__TRECHO DO TEXTO__
Muito se comentou no país sobre a tolerância à crimes de racismo e homofobia
quando estourou o caso Mayara Petruso, reflexo da campanha de ódio durante as
eleições brasileiras em que o candidato da direita se aproximou perigosamente
da TFP e outros grupos extremistas.
Bucha de canhão, Mayara poderia servir de exemplo. Não eram poucos os que
exigiam sua prisão, enquanto alguns poucos contemporizavam, outros consideravam
que nada resolvia e a mídia - alinhada ao candidato da direita - a defendia
abertamente.
Os argumentos, enfim, iam desde os que defendiam a punição da garota - e a
punição de toda e qualquer ofensa racista e xenófoba - e dos que defendem o
modelo americano de plena liberdade individual, de falar o que quiser e deixar
que a sociedade regule o que é ou não aceitável.
Proibir a livre manifestação tendo por base conceitos abstratos do que é ou
não preconceito foi questionado por isto abrir brechas para a censura e para a
criminalização de opiniões, por outro lado, como garantir o controle sobre
incitações ao ódio?
O caso mais recente do Deputado Federal Jair Bolsonaro e suas
declarações racistas e homofóbicas no programa CQC e ao mesmo tempo as
declarações no mesmo tom do também Deputado Federal e pastor Marco Feliciano,
no Twitter, reacenderam o debate.
Mídia lá e aqui
Nos EUA a Klu Klux Klan (KKK) é tolerada e é residual -ainda que não
exatamente sua ideologia, incorporada pelo Tea Party e por uma significativa
parcela da população (basta observar as políticas anti-imigração em curso em
vários estados americanos, especialmente no Arizona) -, além disto podemos
dizer que nos EUA os vários lados, as várias opiniões, tem acesso à mídia, tem
a possibilidade de divulgar suas idéias com um mínimo de igualdade, o que,
mesmo assim, não garante que crimes de ódio não aconteçam.
Nos EUA temos redes alinhadas aos Democratas, aos Republicanos e, em
geral, outros grupos podem comprar espaço e terem a liberdade de propagar seus
ideais.
A mídia é uma grande questão. No Brasil a mídia é dominada por um grupo de
famílias de elite - com interesses bem distantes das do povo - e por igrejas
evangélicas e ramos da igreja católica, logo, a mídia é usada ativamente para
perpetuar o preconceito, a homofobia, o machismo e as idéias exclusivas dos
grupos que detém os meios... Enquanto aqueles com pensamento diametralmente
oposto são escondidos e tem limitado acesso.
A liberdade de expressão que existe no Brasil confunde-se com a
Liberdade de Empresa. A liberdade que as empresas, e apenas elas, tem de se
manifestar. Chamar tal aberração de liberdade de imprensa é o escárnio máximo.
A internet abre espaço para a quebra deste monopólio, mas seu alcance, enquanto
veículo de massas, ainda é restrito.
Liberdade de expressão?
Devemos, em nome da liberdade de expressão, tolerar a homofobia em igrejas?
Devemos tolerar a pressão que leva dezenas, quiçá centenas de jovens gays ao
suicídio pelo preconceito que sofrem da sociedade, ou é necessário combater o
preconceito?

__ENUNCIADO DA TAREFA__
Reproduza palavra por palavra o trecho do texto sobre liberdade de expressão e mídia que vai de "Mídia lá e aqui" a "ódio não aconteçam.".

Registros extraídos
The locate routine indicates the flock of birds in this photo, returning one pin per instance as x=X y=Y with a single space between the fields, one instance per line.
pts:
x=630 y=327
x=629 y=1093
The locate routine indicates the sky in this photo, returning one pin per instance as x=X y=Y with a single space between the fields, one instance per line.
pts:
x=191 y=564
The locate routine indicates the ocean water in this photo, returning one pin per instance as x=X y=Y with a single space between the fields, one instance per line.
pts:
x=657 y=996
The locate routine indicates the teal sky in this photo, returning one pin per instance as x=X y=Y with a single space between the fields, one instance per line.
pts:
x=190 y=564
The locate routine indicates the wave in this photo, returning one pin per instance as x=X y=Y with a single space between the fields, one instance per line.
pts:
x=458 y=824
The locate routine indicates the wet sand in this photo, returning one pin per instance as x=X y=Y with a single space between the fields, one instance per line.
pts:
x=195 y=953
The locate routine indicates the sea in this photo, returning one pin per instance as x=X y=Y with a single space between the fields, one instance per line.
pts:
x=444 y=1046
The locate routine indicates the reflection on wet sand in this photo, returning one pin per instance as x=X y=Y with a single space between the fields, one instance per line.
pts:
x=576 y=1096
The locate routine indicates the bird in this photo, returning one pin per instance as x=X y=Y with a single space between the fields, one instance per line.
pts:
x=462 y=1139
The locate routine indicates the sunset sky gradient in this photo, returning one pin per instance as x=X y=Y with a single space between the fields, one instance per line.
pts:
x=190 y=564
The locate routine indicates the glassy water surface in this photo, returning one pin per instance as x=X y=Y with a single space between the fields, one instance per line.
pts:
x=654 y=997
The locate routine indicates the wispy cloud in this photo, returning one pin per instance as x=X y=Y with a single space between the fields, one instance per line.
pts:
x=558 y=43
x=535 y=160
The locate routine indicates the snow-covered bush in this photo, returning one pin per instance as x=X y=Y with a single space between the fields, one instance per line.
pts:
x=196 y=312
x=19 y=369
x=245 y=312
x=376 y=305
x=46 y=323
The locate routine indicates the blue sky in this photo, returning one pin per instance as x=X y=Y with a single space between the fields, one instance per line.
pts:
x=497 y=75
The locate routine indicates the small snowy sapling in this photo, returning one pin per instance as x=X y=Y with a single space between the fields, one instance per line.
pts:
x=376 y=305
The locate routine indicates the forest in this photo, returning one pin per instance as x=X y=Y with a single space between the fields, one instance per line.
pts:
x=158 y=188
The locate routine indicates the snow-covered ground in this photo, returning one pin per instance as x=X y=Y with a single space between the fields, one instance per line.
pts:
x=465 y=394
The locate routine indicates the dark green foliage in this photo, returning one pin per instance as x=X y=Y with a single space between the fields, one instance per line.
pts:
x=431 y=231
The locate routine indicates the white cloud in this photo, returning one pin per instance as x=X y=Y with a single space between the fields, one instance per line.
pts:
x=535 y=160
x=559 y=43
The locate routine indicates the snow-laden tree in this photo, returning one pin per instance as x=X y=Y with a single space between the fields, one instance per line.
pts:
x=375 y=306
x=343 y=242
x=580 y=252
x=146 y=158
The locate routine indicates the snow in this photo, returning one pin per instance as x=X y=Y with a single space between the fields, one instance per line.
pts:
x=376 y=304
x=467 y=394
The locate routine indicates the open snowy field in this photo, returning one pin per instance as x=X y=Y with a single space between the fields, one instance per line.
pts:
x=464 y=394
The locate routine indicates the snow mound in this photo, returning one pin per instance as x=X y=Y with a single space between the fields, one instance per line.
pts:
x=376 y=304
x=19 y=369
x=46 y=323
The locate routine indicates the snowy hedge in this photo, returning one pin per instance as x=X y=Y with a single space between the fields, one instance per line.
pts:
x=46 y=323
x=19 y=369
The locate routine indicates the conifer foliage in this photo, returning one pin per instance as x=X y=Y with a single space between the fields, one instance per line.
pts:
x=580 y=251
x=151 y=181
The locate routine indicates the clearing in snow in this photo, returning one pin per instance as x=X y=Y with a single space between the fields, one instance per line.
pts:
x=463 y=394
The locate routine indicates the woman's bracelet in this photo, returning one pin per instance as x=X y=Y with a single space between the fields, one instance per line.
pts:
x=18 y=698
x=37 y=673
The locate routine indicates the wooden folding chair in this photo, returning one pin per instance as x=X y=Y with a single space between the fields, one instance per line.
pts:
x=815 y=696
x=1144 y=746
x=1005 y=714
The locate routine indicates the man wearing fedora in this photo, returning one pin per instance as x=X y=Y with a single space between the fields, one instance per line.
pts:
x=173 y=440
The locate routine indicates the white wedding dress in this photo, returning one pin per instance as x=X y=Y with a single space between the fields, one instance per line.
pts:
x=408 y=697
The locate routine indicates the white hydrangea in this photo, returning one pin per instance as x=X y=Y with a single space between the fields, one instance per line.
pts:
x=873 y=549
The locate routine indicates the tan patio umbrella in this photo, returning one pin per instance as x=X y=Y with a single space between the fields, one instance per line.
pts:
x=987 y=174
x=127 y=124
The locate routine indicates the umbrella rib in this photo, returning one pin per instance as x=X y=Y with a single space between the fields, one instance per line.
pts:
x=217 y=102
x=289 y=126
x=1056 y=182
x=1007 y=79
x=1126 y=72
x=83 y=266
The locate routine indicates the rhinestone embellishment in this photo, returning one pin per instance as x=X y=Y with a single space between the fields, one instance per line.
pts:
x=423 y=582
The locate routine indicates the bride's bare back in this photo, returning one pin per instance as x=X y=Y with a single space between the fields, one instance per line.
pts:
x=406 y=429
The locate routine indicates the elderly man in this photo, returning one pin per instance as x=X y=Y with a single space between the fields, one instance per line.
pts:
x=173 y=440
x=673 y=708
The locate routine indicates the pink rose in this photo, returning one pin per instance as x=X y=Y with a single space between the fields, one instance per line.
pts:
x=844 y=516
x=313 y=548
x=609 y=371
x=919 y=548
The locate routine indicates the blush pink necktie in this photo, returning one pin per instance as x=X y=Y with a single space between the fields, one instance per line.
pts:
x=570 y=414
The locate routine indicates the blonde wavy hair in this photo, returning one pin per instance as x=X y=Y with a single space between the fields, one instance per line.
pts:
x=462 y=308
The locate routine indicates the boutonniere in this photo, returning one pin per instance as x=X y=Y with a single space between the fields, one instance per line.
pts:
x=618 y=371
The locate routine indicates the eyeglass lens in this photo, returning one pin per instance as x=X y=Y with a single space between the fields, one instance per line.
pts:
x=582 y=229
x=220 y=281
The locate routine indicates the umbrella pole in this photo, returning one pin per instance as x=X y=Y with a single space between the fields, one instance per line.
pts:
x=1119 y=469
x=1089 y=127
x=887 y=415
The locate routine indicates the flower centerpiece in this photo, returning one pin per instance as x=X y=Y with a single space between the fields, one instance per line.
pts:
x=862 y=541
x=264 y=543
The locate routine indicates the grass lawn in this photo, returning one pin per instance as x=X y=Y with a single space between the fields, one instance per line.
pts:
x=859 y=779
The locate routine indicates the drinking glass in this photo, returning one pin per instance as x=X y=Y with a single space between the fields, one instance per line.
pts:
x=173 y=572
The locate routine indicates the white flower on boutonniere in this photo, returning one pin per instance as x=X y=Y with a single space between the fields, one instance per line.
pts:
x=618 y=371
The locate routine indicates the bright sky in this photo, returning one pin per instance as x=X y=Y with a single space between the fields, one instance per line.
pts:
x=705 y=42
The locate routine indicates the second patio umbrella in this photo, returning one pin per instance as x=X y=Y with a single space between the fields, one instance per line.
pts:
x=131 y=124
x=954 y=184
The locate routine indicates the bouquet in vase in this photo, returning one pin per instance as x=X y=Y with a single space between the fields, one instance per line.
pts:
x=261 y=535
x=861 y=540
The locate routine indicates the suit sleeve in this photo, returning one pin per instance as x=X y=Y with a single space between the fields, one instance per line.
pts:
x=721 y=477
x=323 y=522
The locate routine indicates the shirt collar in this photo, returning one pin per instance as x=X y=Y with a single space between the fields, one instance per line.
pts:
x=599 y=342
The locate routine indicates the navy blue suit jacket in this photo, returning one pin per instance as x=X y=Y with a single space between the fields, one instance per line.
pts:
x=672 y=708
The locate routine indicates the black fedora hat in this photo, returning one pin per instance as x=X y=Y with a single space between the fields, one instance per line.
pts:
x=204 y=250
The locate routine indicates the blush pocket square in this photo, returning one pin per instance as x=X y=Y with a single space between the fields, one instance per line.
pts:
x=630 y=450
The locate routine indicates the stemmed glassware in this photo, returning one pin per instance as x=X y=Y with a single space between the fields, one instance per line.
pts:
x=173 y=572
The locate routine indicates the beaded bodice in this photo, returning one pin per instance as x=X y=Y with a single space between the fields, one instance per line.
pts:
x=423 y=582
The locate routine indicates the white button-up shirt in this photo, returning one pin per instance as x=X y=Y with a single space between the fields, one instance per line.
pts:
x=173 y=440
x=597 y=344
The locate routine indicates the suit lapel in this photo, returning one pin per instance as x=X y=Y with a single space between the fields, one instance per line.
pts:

__RESPOSTA DA TAREFA__
Mídia lá e aqui
Nos EUA a Klu Klux Klan (KKK) é tolerada e é residual -ainda que não
exatamente sua ideologia, incorporada pelo Tea Party e por uma significativa
parcela da população (basta observar as políticas anti-imigração em curso em
vários estados americanos, especialmente no Arizona) -, além disto podemos
dizer que nos EUA os vários lados, as várias opiniões, tem acesso à mídia, tem
a possibilidade de divulgar suas idéias com um mínimo de igualdade, o que,
mesmo assim, não garante que crimes de ódio não aconteçam.